-- Actions to take --
A. Return, word for word, the portion of the new-pen forum thread starting at "## Bobby (May" and ending at "Amboyna. Great looking pen.".
B. Write the next part of the forum thread about the new pen, picking up after its last line.

-- Supplied passage --
# New pen



## deerdude2000 (Feb 17, 2006)

My best pen yet wish i could remember what kinda wood it is


----------



## deerdude2000 (Feb 17, 2006)

*pen*


----------



## Viking48 (Jan 24, 2006)

Nice job Don - that really looks great.


----------



## Tortuga (May 21, 2004)

Beautiful job, Don...I'm guessin' Amboyna Burl...that makes the most fantastic pens of any of the woods I've worked with yet...:cheers:


----------



## Bobby (May 21, 2004)

Nice looking pen and I am with Jim on the wood.


----------



## Flat Fish (Jun 18, 2005)

Yeah! Looks lake Amboyna. Great looking pen.


----------



## Slip (Jul 25, 2006)

That is a beautiful grain and great looking pen. Great job.


----------



## Profish00 (May 21, 2004)

wow, nice finish.


----------



## Hooked (Oct 15, 2004)

-- Data block --
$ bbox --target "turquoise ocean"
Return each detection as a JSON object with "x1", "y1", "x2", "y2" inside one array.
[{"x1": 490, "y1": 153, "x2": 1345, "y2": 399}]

-- Results for the exercise --
A.
## Bobby (May 21, 2004)

Nice looking pen and I am with Jim on the wood.


----------



## Flat Fish (Jun 18, 2005)

Yeah! Looks lake Amboyna. Great looking pen.

B.
That's a real beauty DD!!


----------



## EndTuition (May 24, 2004)

Looks like Amboyna to me...awesome !


----------



## deerdude2000 (Feb 17, 2006)

*pen*



Tortuga said:


> Beautiful job, Don...I'm guessin' Amboyna Burl...that makes the most fantastic pens of any of the woods I've worked with yet...:cheers:


Thanks guys, that could be the wood but i think it's mallee burl !!!!!


----------



## EndTuition (May 24, 2004)

"Posted Today, 04:33 AM " 
WOW, I thought I was an early bird......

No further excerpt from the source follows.